##### Materials provided #####
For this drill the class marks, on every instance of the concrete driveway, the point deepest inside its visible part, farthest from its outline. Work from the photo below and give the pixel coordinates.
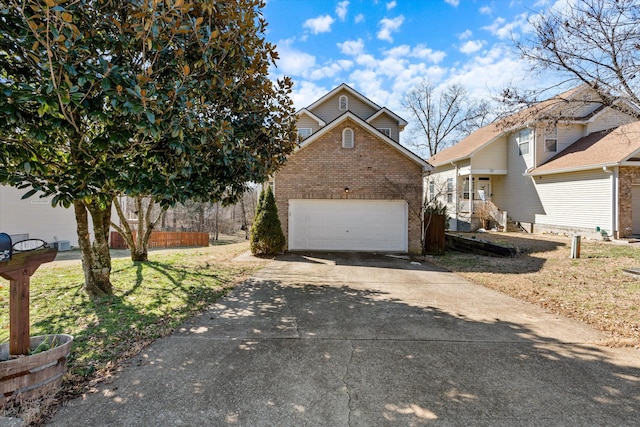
(369, 340)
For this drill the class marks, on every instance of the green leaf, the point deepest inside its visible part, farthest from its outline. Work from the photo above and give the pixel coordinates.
(29, 193)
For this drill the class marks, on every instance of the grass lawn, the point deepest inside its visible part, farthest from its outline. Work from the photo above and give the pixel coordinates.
(593, 288)
(149, 301)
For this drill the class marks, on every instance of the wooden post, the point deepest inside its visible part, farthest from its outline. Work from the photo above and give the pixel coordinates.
(19, 271)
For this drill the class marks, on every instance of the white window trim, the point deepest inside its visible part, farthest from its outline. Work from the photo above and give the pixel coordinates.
(340, 103)
(524, 142)
(345, 142)
(551, 135)
(305, 134)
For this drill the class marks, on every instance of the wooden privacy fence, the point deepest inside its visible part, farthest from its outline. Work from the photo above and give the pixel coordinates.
(434, 242)
(164, 239)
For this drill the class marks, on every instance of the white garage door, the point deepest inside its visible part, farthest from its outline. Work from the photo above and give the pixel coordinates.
(348, 225)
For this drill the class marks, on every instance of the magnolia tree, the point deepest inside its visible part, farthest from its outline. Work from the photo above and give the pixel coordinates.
(166, 99)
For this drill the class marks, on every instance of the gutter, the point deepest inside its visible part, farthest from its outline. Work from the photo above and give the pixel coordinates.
(614, 200)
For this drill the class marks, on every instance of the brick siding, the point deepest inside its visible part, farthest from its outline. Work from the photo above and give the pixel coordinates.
(372, 170)
(628, 176)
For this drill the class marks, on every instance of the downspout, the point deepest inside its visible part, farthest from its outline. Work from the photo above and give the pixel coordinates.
(614, 201)
(455, 188)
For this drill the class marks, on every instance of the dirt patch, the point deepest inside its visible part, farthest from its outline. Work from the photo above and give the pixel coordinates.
(594, 288)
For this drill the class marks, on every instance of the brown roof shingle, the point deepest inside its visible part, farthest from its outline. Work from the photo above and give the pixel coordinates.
(605, 148)
(487, 134)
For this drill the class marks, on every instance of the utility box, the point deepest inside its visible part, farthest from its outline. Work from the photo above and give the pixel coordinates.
(61, 245)
(6, 247)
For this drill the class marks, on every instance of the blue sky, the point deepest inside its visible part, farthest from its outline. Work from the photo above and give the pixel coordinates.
(382, 48)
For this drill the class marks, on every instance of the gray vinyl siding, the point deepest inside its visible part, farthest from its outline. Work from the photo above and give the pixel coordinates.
(491, 158)
(384, 121)
(608, 120)
(308, 122)
(329, 111)
(35, 216)
(579, 200)
(567, 135)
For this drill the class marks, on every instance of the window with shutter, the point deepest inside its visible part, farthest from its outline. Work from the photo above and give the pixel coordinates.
(343, 103)
(347, 138)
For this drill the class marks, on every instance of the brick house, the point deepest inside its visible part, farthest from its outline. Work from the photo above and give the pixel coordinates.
(350, 185)
(566, 165)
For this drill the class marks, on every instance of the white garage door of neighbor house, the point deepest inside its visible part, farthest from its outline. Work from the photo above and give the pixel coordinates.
(348, 225)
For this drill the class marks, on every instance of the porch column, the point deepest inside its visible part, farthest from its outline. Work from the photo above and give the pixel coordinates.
(471, 190)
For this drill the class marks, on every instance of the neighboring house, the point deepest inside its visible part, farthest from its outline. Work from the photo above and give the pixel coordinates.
(34, 218)
(350, 185)
(567, 165)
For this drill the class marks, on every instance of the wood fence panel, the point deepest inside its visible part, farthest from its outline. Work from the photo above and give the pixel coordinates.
(434, 234)
(164, 239)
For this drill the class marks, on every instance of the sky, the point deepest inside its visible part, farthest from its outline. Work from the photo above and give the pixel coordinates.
(383, 48)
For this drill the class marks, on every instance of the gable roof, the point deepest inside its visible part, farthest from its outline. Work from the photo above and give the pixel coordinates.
(596, 150)
(469, 145)
(349, 89)
(311, 115)
(523, 118)
(390, 142)
(384, 110)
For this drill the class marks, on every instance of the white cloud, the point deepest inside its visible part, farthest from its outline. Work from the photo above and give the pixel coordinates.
(423, 52)
(472, 46)
(366, 60)
(505, 30)
(306, 93)
(398, 51)
(321, 24)
(464, 35)
(292, 61)
(341, 9)
(331, 70)
(388, 26)
(495, 25)
(352, 47)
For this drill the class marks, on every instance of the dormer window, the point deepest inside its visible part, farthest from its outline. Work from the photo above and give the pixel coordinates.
(551, 139)
(304, 132)
(523, 139)
(343, 103)
(347, 138)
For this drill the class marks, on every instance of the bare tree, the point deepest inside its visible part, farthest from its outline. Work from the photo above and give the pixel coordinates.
(443, 116)
(592, 42)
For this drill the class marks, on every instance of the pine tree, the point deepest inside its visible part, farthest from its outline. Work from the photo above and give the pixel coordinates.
(267, 237)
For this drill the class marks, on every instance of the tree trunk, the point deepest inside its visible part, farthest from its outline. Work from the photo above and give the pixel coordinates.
(96, 259)
(217, 220)
(139, 244)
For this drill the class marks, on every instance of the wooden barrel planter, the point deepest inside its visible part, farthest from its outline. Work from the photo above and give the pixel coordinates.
(34, 375)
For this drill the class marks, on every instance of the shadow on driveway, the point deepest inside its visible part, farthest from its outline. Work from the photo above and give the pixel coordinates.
(336, 341)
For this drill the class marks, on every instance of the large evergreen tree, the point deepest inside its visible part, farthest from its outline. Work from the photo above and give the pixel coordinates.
(170, 100)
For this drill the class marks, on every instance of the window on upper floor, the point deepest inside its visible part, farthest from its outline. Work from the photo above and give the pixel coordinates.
(551, 139)
(386, 131)
(304, 132)
(465, 189)
(524, 139)
(343, 103)
(347, 138)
#####
§ Problem requirements:
Could you retype all the entries above exactly, without the pictures?

§ Completed task:
For this drill the class marks, on every instance of the concrete driveway, the point deepest inside its visible part, farthest from its outline. Work from the photo below and give the pixel coordinates.
(369, 340)
For this drill the class marks, on every instance of the green leaf, the point deepest inside its visible part, farthest from its outline. Work from the photo above and give the pixel coordinates.
(29, 193)
For this drill the class marks, on every instance of the grass lawn, the point deepest inside its visible part, farthest from its outline. Work from the photo above and give the pixel coordinates.
(593, 288)
(149, 301)
For this drill the class marks, on every instance of the wooden post, the point deepest inside its visible part, farthest from its outline. Work from the photo above and give the pixel coordinates.
(19, 271)
For this drill the class marks, on every instance of the white window trim, the point deepest inside its visible part, farthest from its outline. Work from the photo above and give the pixel coordinates.
(340, 103)
(524, 142)
(345, 142)
(551, 135)
(305, 134)
For this drill the class marks, on every instance of the wooden privacy fence, the point deepest inside its visible part, farthest from its outline. Work from the photo above and give the pixel coordinates.
(434, 242)
(164, 239)
For this drill the class marks, on every instance of the white garage door, the point deepest inside its visible part, farthest from its outline. Work from the photo above and give the pixel coordinates.
(348, 225)
For this drill the class marks, on every instance of the magnolia tree, the point deepest inside its visible part, farthest from its outline. Work from the photo above and give the pixel coordinates.
(166, 99)
For this drill the class marks, on every instance of the gutter, the point deepest inside its visible part, farthest from its outline. Work from the photo above and give the pixel coordinates.
(614, 200)
For this drill the class marks, on every instance of the brick siding, the point deepest inside its visible part, farthest from its outline. Work from the photo above and give the pixel coordinates.
(372, 170)
(628, 176)
For this drill the class marks, on every instance of the downspout, the point deepest inside its visible part, farthest from its outline. Work from the photo above and give the pixel coordinates.
(614, 201)
(455, 188)
For this drill the class marks, on every instance of the dirt patch, the point deepest inside its visible part, farthest from its outline. Work from the photo above and give the pixel coordinates.
(594, 288)
For this drill the class marks, on every instance of the brown roof shingle, the point deepest inside its visible part, farthest from its outline. Work from the photo above and give the pixel coordinates.
(605, 148)
(487, 134)
For this drill the class marks, on every instance of the utility box, the point deepest inside its visible part, farthest from its outline. Work from the photo above and give the pixel coordinates.
(61, 245)
(6, 247)
For this drill the class marks, on every instance of the blue sky, the point deepest inside its visible part, farthest from its outline. Work from the photo above and give the pixel coordinates.
(382, 48)
For this drill the class marks, on every instance of the gray vinyl siding, the point deepest inside its visible part, farthest from its outline. Work from the photo above and give the pixel coordinates.
(491, 158)
(384, 121)
(608, 120)
(308, 122)
(329, 111)
(35, 216)
(579, 200)
(567, 135)
For this drill the class marks, on every instance of the window with shutter, the point deepest inside its visible part, farthest from its outline. Work from the photo above and give the pixel coordinates.
(343, 103)
(347, 138)
For this drill the class marks, on every instance of the brick house, the point deepest inside its visible part, farthest from its outline. Work from the photo above and give the pixel coordinates.
(350, 185)
(566, 165)
For this drill the class marks, on every instance of the white garage door of neighbor house, the point deepest inside its visible part, farthest from its outline. Work from the photo above and give the pixel coordinates.
(348, 225)
For this drill the class marks, on every instance of the porch column, the point deepest inside its visible part, farthest from its outline. Work from the photo above and give the pixel coordinates.
(471, 190)
For this drill the class marks, on every instance of the neighboring house, the point deepest inside its visible part, farthest from its outline. Work from the photo above and give the pixel coordinates.
(34, 218)
(350, 185)
(567, 165)
For this drill the class marks, on every instance of the wood fence panel, the point deepest inside its visible part, farthest from its outline. Work from the photo above and give the pixel coordinates.
(434, 234)
(164, 239)
For this drill the class marks, on every instance of the sky, the point deepest inside its visible part, farthest from its outline. Work from the photo above and give the pixel coordinates.
(383, 48)
For this drill the class marks, on every instance of the gable roof, the point deepest inside its visible part, farthest from its outline. Work from the photo above and give the pixel coordinates.
(596, 150)
(469, 145)
(349, 89)
(311, 115)
(523, 118)
(390, 142)
(384, 110)
For this drill the class marks, on every instance of the white cloud, the point deepest inside its visible part, farthest from its outline. Work from the photo above and give the pixel coordinates.
(423, 52)
(472, 46)
(366, 60)
(505, 30)
(306, 93)
(398, 51)
(321, 24)
(464, 35)
(292, 61)
(341, 9)
(331, 70)
(388, 26)
(495, 25)
(352, 47)
For this drill the class marks, on every instance of the dormer window, the point deepest inside its visible part, farthest from its outline. Work from the photo above and give the pixel coordinates.
(551, 139)
(304, 132)
(523, 139)
(343, 103)
(347, 138)
For this drill the class marks, on every instance of the bare tree, the point deepest inside its visible part, farthest from its outline. Work from the photo above and give the pixel coordinates.
(443, 116)
(592, 42)
For this drill the class marks, on every instance of the pine tree, the point deepest inside its visible part, farthest from its outline. Work from the photo above and give the pixel coordinates.
(267, 237)
For this drill the class marks, on every instance of the tree trunk, the point deepest inside its visible part, farthest from its outline. Work from the photo above and give the pixel coordinates.
(96, 259)
(217, 220)
(139, 244)
For this drill the class marks, on every instance of the wooden barrel planter, the point deepest inside its visible part, farthest from its outline. Work from the photo above and give the pixel coordinates.
(34, 375)
For this drill the class marks, on every instance of the shadow on driveway, the point deepest inside its visible part, farthest from its outline. Work from the photo above and give the pixel coordinates.
(336, 341)
For this drill the class marks, on every instance of the large evergreen tree, the point deepest inside its visible part, farthest from its outline. Work from the photo above and give the pixel coordinates.
(170, 100)
For this drill the class marks, on every instance of the window on upper floor, the point deepest inside its visible part, farthest from its outline. Work from the photo above and give the pixel coordinates.
(551, 139)
(386, 131)
(304, 132)
(465, 189)
(524, 139)
(343, 103)
(347, 138)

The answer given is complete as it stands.